═══ Exercise inputs

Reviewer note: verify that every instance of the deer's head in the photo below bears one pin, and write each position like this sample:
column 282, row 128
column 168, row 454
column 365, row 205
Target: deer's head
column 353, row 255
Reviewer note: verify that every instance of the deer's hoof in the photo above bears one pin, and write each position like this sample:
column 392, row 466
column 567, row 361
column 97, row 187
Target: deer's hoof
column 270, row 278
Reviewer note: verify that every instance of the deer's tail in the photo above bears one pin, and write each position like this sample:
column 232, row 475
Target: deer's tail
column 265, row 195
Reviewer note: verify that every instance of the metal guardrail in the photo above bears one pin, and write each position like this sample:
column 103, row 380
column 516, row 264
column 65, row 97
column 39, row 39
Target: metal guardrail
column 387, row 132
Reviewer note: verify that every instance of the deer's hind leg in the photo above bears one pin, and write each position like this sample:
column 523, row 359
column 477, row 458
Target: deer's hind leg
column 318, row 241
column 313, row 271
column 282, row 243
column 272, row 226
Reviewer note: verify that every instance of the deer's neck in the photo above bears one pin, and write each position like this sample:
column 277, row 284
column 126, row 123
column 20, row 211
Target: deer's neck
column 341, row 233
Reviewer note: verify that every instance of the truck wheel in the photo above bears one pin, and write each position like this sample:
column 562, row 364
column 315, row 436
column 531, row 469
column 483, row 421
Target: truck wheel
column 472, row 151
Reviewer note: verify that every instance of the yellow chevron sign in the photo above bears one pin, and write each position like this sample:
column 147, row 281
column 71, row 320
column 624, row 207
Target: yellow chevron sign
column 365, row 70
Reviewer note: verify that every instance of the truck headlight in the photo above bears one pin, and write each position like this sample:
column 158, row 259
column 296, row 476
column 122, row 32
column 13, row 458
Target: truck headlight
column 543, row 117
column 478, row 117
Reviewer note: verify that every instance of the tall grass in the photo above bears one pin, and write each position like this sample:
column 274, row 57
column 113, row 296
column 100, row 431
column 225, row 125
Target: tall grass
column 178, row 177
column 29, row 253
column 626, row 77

══════

**Task**:
Rewrite the entries from the line with "Reviewer note: verify that every instance of the truck wheel" to the line with "column 365, row 70", replacing "truck wheel" with "truck tire" and leaving everything else the same.

**Complete answer**:
Reviewer note: verify that every instance of the truck tire in the photo above bears one pin, and write each position like this sample:
column 562, row 364
column 315, row 436
column 531, row 469
column 483, row 421
Target: truck tire
column 472, row 151
Reviewer note: verify that every instance of the yellow chevron sign in the photo above bears one pin, and write each position like this sample:
column 147, row 281
column 71, row 320
column 624, row 207
Target: yellow chevron sign
column 365, row 70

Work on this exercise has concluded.